# [DESCRIPTION OF THE TASK]
Your task is to repeat all of the material exactly.

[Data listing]
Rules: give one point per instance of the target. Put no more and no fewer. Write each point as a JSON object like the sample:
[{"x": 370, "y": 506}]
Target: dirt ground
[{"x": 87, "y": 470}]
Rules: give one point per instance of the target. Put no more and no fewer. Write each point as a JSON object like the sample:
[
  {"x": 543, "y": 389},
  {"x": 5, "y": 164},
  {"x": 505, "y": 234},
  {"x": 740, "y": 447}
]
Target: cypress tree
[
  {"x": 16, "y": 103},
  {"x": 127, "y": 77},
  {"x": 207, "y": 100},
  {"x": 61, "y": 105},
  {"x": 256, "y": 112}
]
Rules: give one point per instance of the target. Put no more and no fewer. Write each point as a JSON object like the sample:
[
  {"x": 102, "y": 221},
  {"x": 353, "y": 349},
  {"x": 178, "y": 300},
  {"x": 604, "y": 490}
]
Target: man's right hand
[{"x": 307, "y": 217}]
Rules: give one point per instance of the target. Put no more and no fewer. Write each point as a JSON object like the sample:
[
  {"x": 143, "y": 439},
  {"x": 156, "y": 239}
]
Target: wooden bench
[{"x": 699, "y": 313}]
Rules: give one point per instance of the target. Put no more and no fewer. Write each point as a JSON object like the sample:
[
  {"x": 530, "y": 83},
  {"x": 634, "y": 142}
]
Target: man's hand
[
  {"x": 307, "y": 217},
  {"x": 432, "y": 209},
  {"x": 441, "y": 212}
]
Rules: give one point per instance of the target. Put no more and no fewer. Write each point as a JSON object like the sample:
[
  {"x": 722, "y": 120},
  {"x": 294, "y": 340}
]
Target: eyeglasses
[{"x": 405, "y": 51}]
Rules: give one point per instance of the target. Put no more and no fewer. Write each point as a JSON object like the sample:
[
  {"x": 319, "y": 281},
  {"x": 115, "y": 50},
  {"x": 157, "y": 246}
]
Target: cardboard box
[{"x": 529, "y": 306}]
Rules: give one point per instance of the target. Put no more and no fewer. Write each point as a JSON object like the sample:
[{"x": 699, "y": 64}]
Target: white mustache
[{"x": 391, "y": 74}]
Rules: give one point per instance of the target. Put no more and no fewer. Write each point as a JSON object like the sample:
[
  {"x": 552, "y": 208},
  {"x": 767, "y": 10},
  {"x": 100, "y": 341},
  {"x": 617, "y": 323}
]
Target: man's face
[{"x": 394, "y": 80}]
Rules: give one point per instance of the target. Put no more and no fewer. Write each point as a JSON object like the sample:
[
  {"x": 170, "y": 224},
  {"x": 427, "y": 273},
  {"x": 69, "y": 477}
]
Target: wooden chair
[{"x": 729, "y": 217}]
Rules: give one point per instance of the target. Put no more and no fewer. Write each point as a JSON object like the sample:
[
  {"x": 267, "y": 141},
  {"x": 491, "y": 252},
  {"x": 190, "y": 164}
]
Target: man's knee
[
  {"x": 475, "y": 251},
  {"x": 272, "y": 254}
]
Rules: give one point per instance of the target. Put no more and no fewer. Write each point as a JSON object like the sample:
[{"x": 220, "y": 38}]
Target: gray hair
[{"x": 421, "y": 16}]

# [OUTPUT OF THE TASK]
Rules: give one point per instance of the target. Put no more and no fewer. Write each point as a JSON object like the sample:
[{"x": 370, "y": 506}]
Target: dirt ground
[{"x": 87, "y": 470}]
Rules: give one point per instance of the target. Put no more and no fewer. Write each point as a JSON object like the sample:
[
  {"x": 543, "y": 389},
  {"x": 5, "y": 164},
  {"x": 505, "y": 234},
  {"x": 740, "y": 447}
]
Target: cypress tree
[
  {"x": 16, "y": 103},
  {"x": 127, "y": 77},
  {"x": 207, "y": 100},
  {"x": 61, "y": 105},
  {"x": 256, "y": 112}
]
Rules: give one point per instance of the target. Put no more and no fewer. Write each point as a JSON object like the sample:
[
  {"x": 102, "y": 221},
  {"x": 353, "y": 349},
  {"x": 178, "y": 300},
  {"x": 604, "y": 490}
]
Target: man's right hand
[{"x": 307, "y": 217}]
Rules: give one point per instance of the target. Put no more and no fewer. Write each point as a JSON object like the sample:
[
  {"x": 143, "y": 439},
  {"x": 156, "y": 239}
]
Target: wooden bench
[{"x": 699, "y": 313}]
Rules: give one point per instance of the target. Put no more and no fewer. Write each point as a JSON object like the sample:
[
  {"x": 530, "y": 83},
  {"x": 634, "y": 142}
]
Target: man's hand
[
  {"x": 307, "y": 217},
  {"x": 432, "y": 209},
  {"x": 441, "y": 212}
]
Rules: give one point per instance of the target. Put no more and no fewer. Write each point as a JSON object like the sample:
[
  {"x": 722, "y": 120},
  {"x": 294, "y": 340}
]
Target: eyeglasses
[{"x": 405, "y": 51}]
Rules: give one point per instance of the target. Put no more and no fewer. Write each point as a JSON object like the sample:
[
  {"x": 319, "y": 281},
  {"x": 115, "y": 50},
  {"x": 157, "y": 246}
]
Target: cardboard box
[{"x": 529, "y": 306}]
Rules: give one point per instance of the target. Put no more and no fewer. Write each point as a JSON object like the sample:
[{"x": 699, "y": 64}]
Target: white mustache
[{"x": 391, "y": 74}]
Rules: give one point per instance of the target. Put no more and no fewer. Write each point as a JSON object like the sample:
[
  {"x": 552, "y": 208},
  {"x": 767, "y": 10},
  {"x": 100, "y": 341},
  {"x": 617, "y": 323}
]
Target: man's face
[{"x": 394, "y": 80}]
Rules: give one point per instance of the target. Put no more and no fewer. Write each point as a JSON object like the sample:
[
  {"x": 170, "y": 224},
  {"x": 427, "y": 273},
  {"x": 69, "y": 477}
]
Target: wooden chair
[{"x": 729, "y": 217}]
Rules: give one point per instance of the target. Put no more and no fewer. Write each point as a JSON object like the sample:
[
  {"x": 267, "y": 141},
  {"x": 491, "y": 252},
  {"x": 190, "y": 164}
]
Target: man's knee
[
  {"x": 475, "y": 251},
  {"x": 272, "y": 254}
]
Rules: give one point per instance of the target. Put no more and no fewer. Write each point as a JSON object like the sample:
[{"x": 220, "y": 38}]
Target: gray hair
[{"x": 421, "y": 16}]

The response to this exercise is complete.